» How to complete this task
Reprint each record exactly. Pictures are not reprinted.
_ _ _ _
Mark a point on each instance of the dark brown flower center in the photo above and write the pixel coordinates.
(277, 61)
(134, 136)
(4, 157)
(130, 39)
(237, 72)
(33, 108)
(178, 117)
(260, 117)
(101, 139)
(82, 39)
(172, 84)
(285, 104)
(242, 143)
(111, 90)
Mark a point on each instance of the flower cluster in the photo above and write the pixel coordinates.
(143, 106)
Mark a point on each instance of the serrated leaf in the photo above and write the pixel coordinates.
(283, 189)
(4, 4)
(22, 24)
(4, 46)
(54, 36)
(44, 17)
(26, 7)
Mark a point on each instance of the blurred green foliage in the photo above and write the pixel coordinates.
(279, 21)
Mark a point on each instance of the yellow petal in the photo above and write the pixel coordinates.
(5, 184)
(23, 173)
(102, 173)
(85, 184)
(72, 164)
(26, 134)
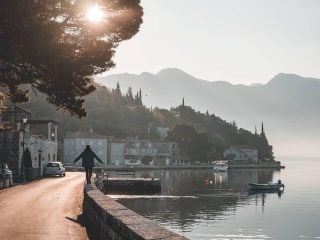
_ _ _ _
» Task solution
Mark a point on each instance of the dark brown flower center in the photo above and write the pixel coordinates.
(277, 61)
(134, 136)
(4, 157)
(130, 39)
(237, 72)
(33, 108)
(178, 117)
(260, 117)
(101, 139)
(82, 39)
(172, 84)
(285, 104)
(242, 143)
(111, 90)
Mark a point on each instance of the flower cluster in the photo above and write the pixel coordinates.
(143, 106)
Mark a point on each instance of the serrated leaf in the photo above and write the pixel coordinates.
(283, 189)
(4, 4)
(22, 24)
(4, 46)
(54, 36)
(44, 17)
(26, 7)
Mark a point on each instance of the blurred green foliage in the photo above and write the pixel coordinates.
(279, 21)
Mark a point on each instance of the yellow petal in the photo above and write the pixel coordinates.
(5, 184)
(23, 173)
(102, 173)
(85, 184)
(72, 164)
(26, 134)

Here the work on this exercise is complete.